--- Provided passage ---

The muster roll shows 10 Scots on the pay-roll of the 7th Cavalry at the time of the massacre, one of them - James Hill who was born in Edinburgh in Scotland, was the only survivor of the battle and died aged 80 in 1906 in Massachusetts. Another, Private John Hiley ( aged 27 ), also born in Edinburgh perished only yards from Custer. When his belongings were searched it was found that his name was really John Stuart Forbes, the son of an Edinburgh banker and the second youngest brother of baronet Sir William Stuart Forbes of Aberdeenshire in Scotland. It seems he had gambling debts in Scotland and had gone to America to start a new life. He is one of the few U.S. cavalrymen to have a memorial erected to him in his home country. A brass plaque stands in his honour in the north aisle of St. John's Episcopal Church in Princes Street, Edinburgh, Scotland.
The names of those in Custer's regiment who were born in Scotland: Alexander Brown ( Aberdeen ), James Callan, Thomas Conlan ( Ayrshire ), John Stuart Hiley, James Hill, William Moodie, David McWilliams ( Edinburgh ). Joseph Milton ( Glasgow ). Charles Scott and Peter Thompson ( Markinch in Fife ). Peter Thompson from Markinch had a narrow escape. His horse collapsed from exhaustion on the way to the Little Bighorn and he was seconded to another division. As his unit charged to rescue their comrades Thompson was shot in the hand and arm. He received the U.S. Medal of Honour.
- Kit Carson the famous army scout and Indian agent was great-grandson of a Presbyterian minister from Dumfriesshire in Scotland who emigrated to Pennsylvania.

--- Information supplied ---

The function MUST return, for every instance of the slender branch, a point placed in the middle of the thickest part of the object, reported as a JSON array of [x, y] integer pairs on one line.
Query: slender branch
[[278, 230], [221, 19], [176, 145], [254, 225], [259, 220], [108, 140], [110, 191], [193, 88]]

---

### Complete the following
a. Please set down the part of the text on Scots in Custer's regiment that begins at the words "The names of" and stops after the words "Medal of Honour.".
b. Answer these questions from the text on Scots in Custer's regiment:
(i) In which city was James Hill born?
(ii) What was Private John Hiley's real name?
(iii) Where on his body was Peter Thompson shot?
The data has no connection to the text on Scots in Custer's regiment.

### Exercise answers
a.
The names of those in Custer's regiment who were born in Scotland: Alexander Brown ( Aberdeen ), James Callan, Thomas Conlan ( Ayrshire ), John Stuart Hiley, James Hill, William Moodie, David McWilliams ( Edinburgh ). Joseph Milton ( Glasgow ). Charles Scott and Peter Thompson ( Markinch in Fife ). Peter Thompson from Markinch had a narrow escape. His horse collapsed from exhaustion on the way to the Little Bighorn and he was seconded to another division. As his unit charged to rescue their comrades Thompson was shot in the hand and arm. He received the U.S. Medal of Honour.

b.
(i) Edinburgh
(ii) John Stuart Forbes
(iii) In the hand and arm